- [WHAT YOU NEED TO DO]:
Please give the data below again in full, exactly as it stands.
>> BEGIN RECORDS FOR THE TASK
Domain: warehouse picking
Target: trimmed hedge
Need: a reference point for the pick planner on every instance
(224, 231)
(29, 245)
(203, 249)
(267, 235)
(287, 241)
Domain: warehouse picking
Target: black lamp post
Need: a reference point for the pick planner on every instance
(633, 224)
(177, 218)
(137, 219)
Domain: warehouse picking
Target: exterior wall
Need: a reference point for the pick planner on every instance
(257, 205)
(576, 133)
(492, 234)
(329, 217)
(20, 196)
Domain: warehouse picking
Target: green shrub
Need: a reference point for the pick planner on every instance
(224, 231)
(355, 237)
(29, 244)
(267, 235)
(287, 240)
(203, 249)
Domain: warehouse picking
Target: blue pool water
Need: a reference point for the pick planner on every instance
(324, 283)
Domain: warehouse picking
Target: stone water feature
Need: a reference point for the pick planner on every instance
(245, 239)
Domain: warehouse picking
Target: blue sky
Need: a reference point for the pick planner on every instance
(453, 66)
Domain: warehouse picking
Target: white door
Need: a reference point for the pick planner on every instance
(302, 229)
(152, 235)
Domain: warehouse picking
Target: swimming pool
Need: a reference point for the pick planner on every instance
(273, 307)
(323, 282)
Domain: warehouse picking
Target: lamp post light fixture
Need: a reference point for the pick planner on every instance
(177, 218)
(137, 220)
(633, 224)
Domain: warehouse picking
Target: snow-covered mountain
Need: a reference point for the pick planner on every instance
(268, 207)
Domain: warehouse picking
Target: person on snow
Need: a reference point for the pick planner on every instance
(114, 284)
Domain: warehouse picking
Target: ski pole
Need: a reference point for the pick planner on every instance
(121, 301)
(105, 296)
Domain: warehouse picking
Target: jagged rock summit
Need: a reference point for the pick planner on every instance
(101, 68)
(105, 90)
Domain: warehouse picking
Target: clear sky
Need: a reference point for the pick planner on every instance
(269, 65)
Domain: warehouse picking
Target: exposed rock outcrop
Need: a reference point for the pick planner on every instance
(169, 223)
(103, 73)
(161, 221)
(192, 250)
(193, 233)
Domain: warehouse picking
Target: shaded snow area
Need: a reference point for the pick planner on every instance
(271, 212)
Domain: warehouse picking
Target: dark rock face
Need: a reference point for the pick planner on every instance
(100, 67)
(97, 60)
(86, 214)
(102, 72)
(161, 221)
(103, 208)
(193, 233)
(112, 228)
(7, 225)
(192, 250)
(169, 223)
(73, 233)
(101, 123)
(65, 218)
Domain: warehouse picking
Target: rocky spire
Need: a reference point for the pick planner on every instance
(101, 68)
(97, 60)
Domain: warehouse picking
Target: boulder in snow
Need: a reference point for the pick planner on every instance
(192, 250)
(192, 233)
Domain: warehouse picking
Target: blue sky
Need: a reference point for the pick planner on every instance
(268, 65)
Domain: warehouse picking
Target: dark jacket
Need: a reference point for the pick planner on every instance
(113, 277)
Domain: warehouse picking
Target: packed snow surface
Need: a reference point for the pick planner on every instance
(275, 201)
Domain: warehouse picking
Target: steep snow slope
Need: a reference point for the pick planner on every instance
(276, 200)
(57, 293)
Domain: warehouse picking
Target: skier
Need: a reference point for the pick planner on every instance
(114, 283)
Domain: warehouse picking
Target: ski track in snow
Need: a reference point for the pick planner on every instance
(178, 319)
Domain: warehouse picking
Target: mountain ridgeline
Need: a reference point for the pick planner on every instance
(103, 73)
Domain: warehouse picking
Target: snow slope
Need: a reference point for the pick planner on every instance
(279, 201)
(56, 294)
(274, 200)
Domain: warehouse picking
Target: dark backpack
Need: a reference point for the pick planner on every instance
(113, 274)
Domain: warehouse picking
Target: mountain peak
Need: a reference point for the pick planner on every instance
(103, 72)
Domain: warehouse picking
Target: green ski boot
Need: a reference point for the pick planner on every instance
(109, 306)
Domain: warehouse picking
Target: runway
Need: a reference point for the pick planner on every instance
>> END RECORDS FOR THE TASK
- [SOLUTION]:
Domain: warehouse picking
Target: trimmed hedge
Need: a reference point for the pick planner on every instance
(224, 231)
(29, 245)
(203, 249)
(267, 235)
(287, 241)
Domain: warehouse picking
Target: black lamp post
Need: a reference point for the pick planner on every instance
(633, 224)
(177, 218)
(137, 219)
Domain: warehouse picking
Target: exterior wall
Need: a reference point for the pick planner on every instance
(257, 205)
(576, 133)
(492, 234)
(329, 217)
(20, 196)
Domain: warehouse picking
Target: green shrub
Need: a reference point for the pick planner on every instance
(224, 231)
(355, 237)
(29, 244)
(267, 235)
(287, 240)
(203, 249)
Domain: warehouse picking
Target: blue pool water
Need: a reference point for the pick planner on every instance
(324, 283)
Domain: warehouse picking
Target: stone water feature
Need: a reference point for the pick planner on every instance
(245, 239)
Domain: warehouse picking
Target: blue sky
Need: a reference point for the pick planner on every instance
(453, 66)
Domain: warehouse picking
Target: white door
Need: a reference point for the pick planner on every instance
(302, 229)
(152, 235)
Domain: warehouse picking
Target: swimming pool
Need: a reference point for the pick planner on every instance
(273, 307)
(323, 282)
Domain: warehouse picking
Target: lamp post light fixture
Need: a reference point for the pick planner on every instance
(177, 218)
(137, 220)
(633, 224)
Domain: warehouse picking
Target: snow-covered mountain
Need: a reference point for the pick planner on every instance
(268, 207)
Domain: warehouse picking
Target: person on snow
Need: a reference point for the pick planner on every instance
(114, 284)
Domain: warehouse picking
Target: ski pole
Need: a reference point for the pick planner on every instance
(121, 301)
(105, 296)
Domain: warehouse picking
Target: jagged rock summit
Need: a reference point for the pick planner on every instance
(101, 68)
(105, 90)
Domain: warehouse picking
Target: clear sky
Need: a reference point for the pick planner on every instance
(269, 65)
Domain: warehouse picking
Target: exposed rock outcrop
Need: a reference point for the pick planner on every instance
(169, 223)
(103, 73)
(161, 221)
(192, 250)
(193, 233)
Domain: warehouse picking
Target: shaded snow area
Need: a reference point for the pick planner on every instance
(271, 212)
Domain: warehouse picking
Target: dark rock face
Need: a reference point for the pick planner on every instance
(100, 67)
(97, 60)
(86, 214)
(102, 72)
(161, 221)
(103, 208)
(193, 233)
(112, 228)
(7, 225)
(192, 250)
(169, 223)
(73, 233)
(101, 123)
(65, 218)
Domain: warehouse picking
Target: rocky spire
Need: a reference point for the pick planner on every instance
(101, 68)
(97, 60)
Domain: warehouse picking
Target: boulder in snow
Need: a reference point for the pick planner on every instance
(192, 250)
(192, 233)
Domain: warehouse picking
Target: blue sky
Need: a reference point for the pick planner on every instance
(268, 65)
Domain: warehouse picking
Target: dark jacket
Need: a reference point for the pick planner on every instance
(113, 277)
Domain: warehouse picking
Target: packed snow surface
Need: a reference point for the pick planner on every instance
(275, 201)
Domain: warehouse picking
Target: steep snow slope
Need: a reference point for the pick planner on every instance
(276, 200)
(57, 293)
Domain: warehouse picking
Target: skier
Need: a reference point for the pick planner on every instance
(114, 283)
Domain: warehouse picking
Target: ski track in snow
Need: a reference point for the pick planner on every instance
(178, 319)
Domain: warehouse picking
Target: mountain ridgeline
Need: a reference point for the pick planner on every instance
(103, 73)
Domain: warehouse picking
Target: snow slope
Need: a reference point for the pick planner on every instance
(279, 201)
(56, 294)
(274, 200)
Domain: warehouse picking
Target: dark backpack
Need: a reference point for the pick planner on every instance
(113, 274)
Domain: warehouse picking
Target: mountain peak
Need: a reference point for the pick planner on every instance
(103, 72)
Domain: warehouse picking
Target: green ski boot
Need: a reference point for the pick planner on every instance
(109, 306)
Domain: warehouse picking
Target: runway
Need: a reference point for the pick planner on every instance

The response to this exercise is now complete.